O resultado é uma obra singular, inquietante e caótica, que brilha de uma luz nova e já aparece como um marco na história do jovem cinema alemão, que está para se tornar um dos mais apaixonantes da Europa.
A novidade em Schroeter se nutre de insolência e paradoxos. A narração é constantemente deixada de lado em favor da representação. O cineasta não narra nem de perto nem de longe a vida de Maria Malibran, ele estende alguns instantes dessa existência no campo fílmico, instantes que são dados como sendo já reconstruídos, repensados ou mesmo representados sob os projetores de um teatro fictício ou de um teatro possível. Ele brinca com os lugares, os cenários irreais e as paisagens reais, o século XIX e os anos trinta, os rostos das mulheres e os de incertos travestis... Isso significa que a verdade tida como histórica e datada acaba sendo brutalmente “substituída” em favor de uma intensa circulação em circuito fechado de todos os mitos oriundos do cinema, revistas de grandes espetáculos ou o drama lírico que os gostos (ou talvez as paixões) pessoais de Schroeter colorem de uma maneira única como diversos produtos novos injetados numa combinação química já bastante complexa. Durante quase duas horas navegamos em um universo saturado de referências que vão de Puccini ao blues, de Marlene a Medéa, de Norma a Josephine Baker, onde autênticos crepúsculos assumem o controle de cenários pintados em trompe l’oeil, nos quais Nosferatu surge com uma máscara, branca como as neves da Baviera, para seguir uma jovem que deixa verter uma lágrima dos olhos “por uma ninharia”, onde os altos fornos da Alemanha industrial enfileiram-se por trás dos afrontamentos vocais de alguma ópera wagneriana, etc.

> _MATERIAL_
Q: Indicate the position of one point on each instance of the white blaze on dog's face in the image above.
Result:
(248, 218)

* * *

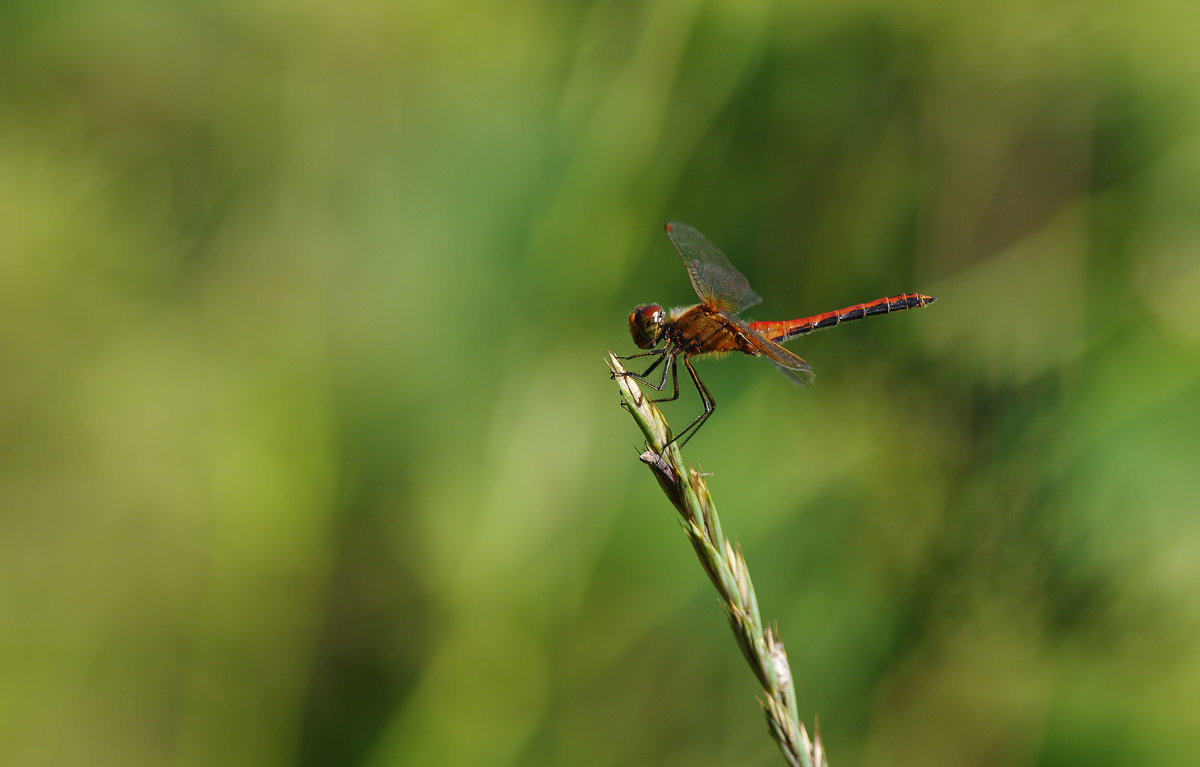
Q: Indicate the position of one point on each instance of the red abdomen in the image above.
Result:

> _FAÇA ISTO_
Conforme o trecho sobre o cinema de Schroeter, por que a verdade tida como histórica e datada acaba sendo "substituída"? Responda em até três frases. Os itens não guardam relação alguma com o trecho.

> _RESPOSTA ESCRITA_
Porque o cineasta brinca com os lugares, os cenários irreais e as paisagens reais, o século XIX e os anos trinta, os rostos das mulheres e os de incertos travestis. Assim, a verdade histórica dá lugar a uma intensa circulação em circuito fechado de mitos oriundos do cinema, das revistas de grandes espetáculos e do drama lírico.